• **What is expected**:
Rewrite the listing below, replacing every "put one point" with "place a single point" and keeping everything else the same.

[START OF Records shown]

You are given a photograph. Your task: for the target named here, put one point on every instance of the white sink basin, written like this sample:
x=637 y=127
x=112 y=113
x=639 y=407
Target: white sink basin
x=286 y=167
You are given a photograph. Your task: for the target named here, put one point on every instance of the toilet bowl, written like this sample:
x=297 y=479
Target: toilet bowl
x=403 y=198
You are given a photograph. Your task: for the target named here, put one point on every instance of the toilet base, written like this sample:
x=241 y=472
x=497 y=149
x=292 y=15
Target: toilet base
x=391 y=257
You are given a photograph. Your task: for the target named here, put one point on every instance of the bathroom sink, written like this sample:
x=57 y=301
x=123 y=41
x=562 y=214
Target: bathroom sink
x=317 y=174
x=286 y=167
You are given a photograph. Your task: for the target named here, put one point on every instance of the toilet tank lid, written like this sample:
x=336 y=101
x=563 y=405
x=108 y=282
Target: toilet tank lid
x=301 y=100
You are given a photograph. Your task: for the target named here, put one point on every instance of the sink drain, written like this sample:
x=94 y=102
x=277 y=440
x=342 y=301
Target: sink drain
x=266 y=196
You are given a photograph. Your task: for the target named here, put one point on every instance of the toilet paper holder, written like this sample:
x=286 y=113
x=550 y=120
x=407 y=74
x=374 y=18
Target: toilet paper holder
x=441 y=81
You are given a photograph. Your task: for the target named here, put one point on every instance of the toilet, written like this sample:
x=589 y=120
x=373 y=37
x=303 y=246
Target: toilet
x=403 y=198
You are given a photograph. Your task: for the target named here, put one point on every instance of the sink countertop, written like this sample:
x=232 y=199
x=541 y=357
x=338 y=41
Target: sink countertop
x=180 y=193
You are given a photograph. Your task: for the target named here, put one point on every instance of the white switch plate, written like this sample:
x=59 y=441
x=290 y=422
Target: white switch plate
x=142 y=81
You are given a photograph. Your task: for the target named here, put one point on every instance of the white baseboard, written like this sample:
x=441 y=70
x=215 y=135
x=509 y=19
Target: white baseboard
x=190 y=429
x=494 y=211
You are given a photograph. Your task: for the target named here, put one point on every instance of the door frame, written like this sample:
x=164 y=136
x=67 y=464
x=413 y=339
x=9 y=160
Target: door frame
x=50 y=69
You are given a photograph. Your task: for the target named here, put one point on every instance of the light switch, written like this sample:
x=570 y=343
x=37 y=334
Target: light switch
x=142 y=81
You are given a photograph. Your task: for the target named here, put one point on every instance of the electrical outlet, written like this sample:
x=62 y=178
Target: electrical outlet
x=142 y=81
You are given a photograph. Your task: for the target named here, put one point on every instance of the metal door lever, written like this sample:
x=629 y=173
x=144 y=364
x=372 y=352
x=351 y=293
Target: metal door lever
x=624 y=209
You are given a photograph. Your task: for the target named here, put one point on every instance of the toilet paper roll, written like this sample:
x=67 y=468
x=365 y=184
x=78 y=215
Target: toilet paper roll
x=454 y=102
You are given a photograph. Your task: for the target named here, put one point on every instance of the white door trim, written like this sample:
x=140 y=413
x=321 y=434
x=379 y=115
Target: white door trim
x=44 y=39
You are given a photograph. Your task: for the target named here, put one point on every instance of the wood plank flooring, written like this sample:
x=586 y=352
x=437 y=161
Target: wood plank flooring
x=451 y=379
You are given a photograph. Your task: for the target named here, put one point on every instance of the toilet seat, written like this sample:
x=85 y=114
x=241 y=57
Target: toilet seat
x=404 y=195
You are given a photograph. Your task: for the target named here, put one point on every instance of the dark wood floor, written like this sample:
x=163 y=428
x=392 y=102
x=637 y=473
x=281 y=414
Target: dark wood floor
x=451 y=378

[END OF Records shown]

• **Solution to this exercise**:
You are given a photograph. Your task: for the target named here, place a single point on every instance of the white sink basin, written like this sample:
x=637 y=127
x=112 y=113
x=639 y=407
Target: white sink basin
x=286 y=167
You are given a photograph. Your task: for the target named here, place a single point on every instance of the toilet bowl, written like this sample:
x=297 y=479
Target: toilet bowl
x=403 y=198
You are given a photograph. Your task: for the target named here, place a single point on every instance of the toilet base, written like this sample:
x=241 y=472
x=497 y=149
x=292 y=15
Target: toilet base
x=391 y=257
You are given a photograph. Your task: for the target named here, place a single point on every instance of the bathroom sink, written like this sample:
x=57 y=301
x=123 y=41
x=562 y=214
Target: bathroom sink
x=317 y=174
x=286 y=167
You are given a photograph. Your task: for the target named here, place a single point on every instance of the toilet tank lid, written like this sample:
x=336 y=101
x=563 y=405
x=108 y=282
Target: toilet tank lid
x=301 y=100
You are given a photograph. Your task: for the target named here, place a single point on every instance of the sink drain, written like this sample:
x=94 y=102
x=277 y=440
x=342 y=301
Target: sink drain
x=266 y=196
You are given a photograph. Your task: for the target named here, place a single point on every instance of the toilet paper holder, written like this sample:
x=286 y=113
x=550 y=120
x=407 y=74
x=374 y=18
Target: toilet paper holder
x=441 y=81
You are given a photograph. Your task: for the target named here, place a single point on every instance of the toilet, written like this sample:
x=589 y=120
x=373 y=37
x=303 y=246
Target: toilet
x=403 y=198
You are given a photograph. Your task: for the target named here, place a single point on every instance of the sink countertop, written like this sample:
x=232 y=199
x=541 y=357
x=338 y=41
Target: sink countertop
x=180 y=193
You are given a photograph. Your task: for the target named here, place a single point on every instance of the white switch plate, written like this sample:
x=59 y=441
x=290 y=422
Target: white switch plate
x=142 y=81
You are given a photograph. Your task: for the target named here, place a single point on every instance of the white baseboard, written like this sample:
x=441 y=70
x=215 y=135
x=509 y=19
Target: white baseboard
x=190 y=429
x=494 y=211
You are given a photograph. Your task: for the target named here, place a single point on every instance of the door frame, written like this sample:
x=164 y=136
x=67 y=464
x=413 y=339
x=9 y=160
Target: door frame
x=50 y=69
You are given a photograph. Your task: for the target named here, place a single point on every instance of the light switch, written like this sample:
x=570 y=343
x=37 y=334
Target: light switch
x=142 y=81
You are given a photograph. Your task: for the target named here, place a single point on every instance of the electrical outlet, written like this sample:
x=62 y=178
Target: electrical outlet
x=142 y=81
You are given a photograph. Your task: for the target named here, place a single point on every instance of the metal door lever, written like this sample:
x=629 y=173
x=144 y=364
x=372 y=352
x=351 y=293
Target: metal door lever
x=624 y=209
You are given a photograph. Your task: for the target named here, place a single point on every instance of the toilet paper roll, written like this sample:
x=67 y=468
x=365 y=184
x=78 y=215
Target: toilet paper roll
x=454 y=102
You are given a photograph. Your task: for the target named here, place a single point on every instance of the white door trim, written like this sample:
x=140 y=413
x=321 y=434
x=379 y=115
Target: white door trim
x=44 y=39
You are given a photograph. Your task: for the target named here, place a single point on every instance of the wood plank flooring, written like this sample:
x=586 y=352
x=437 y=161
Target: wood plank flooring
x=451 y=379
You are given a photograph. Your task: for the target named here, place a single point on every instance of the toilet seat, written like this sample:
x=85 y=114
x=241 y=57
Target: toilet seat
x=404 y=195
You are given a photograph. Your task: for the target named here, place a single point on every instance of the dark wood floor, written like this sample:
x=163 y=428
x=392 y=102
x=637 y=473
x=281 y=414
Target: dark wood floor
x=451 y=378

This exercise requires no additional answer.